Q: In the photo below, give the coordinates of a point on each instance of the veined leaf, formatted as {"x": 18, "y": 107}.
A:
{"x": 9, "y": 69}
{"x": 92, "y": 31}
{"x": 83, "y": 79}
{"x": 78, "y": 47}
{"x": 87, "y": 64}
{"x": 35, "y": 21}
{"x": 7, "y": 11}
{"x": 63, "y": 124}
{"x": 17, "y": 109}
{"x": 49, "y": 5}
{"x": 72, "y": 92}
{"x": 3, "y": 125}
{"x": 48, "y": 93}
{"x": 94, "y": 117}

::::::::

Task »
Give the records again, complete and exact.

Reply »
Q: In the photo below, give the coordinates of a point on each instance of the veined leaf, formatted as {"x": 18, "y": 107}.
A:
{"x": 9, "y": 69}
{"x": 92, "y": 31}
{"x": 83, "y": 79}
{"x": 78, "y": 47}
{"x": 87, "y": 64}
{"x": 35, "y": 21}
{"x": 7, "y": 11}
{"x": 63, "y": 124}
{"x": 17, "y": 109}
{"x": 49, "y": 5}
{"x": 72, "y": 92}
{"x": 3, "y": 125}
{"x": 48, "y": 93}
{"x": 94, "y": 117}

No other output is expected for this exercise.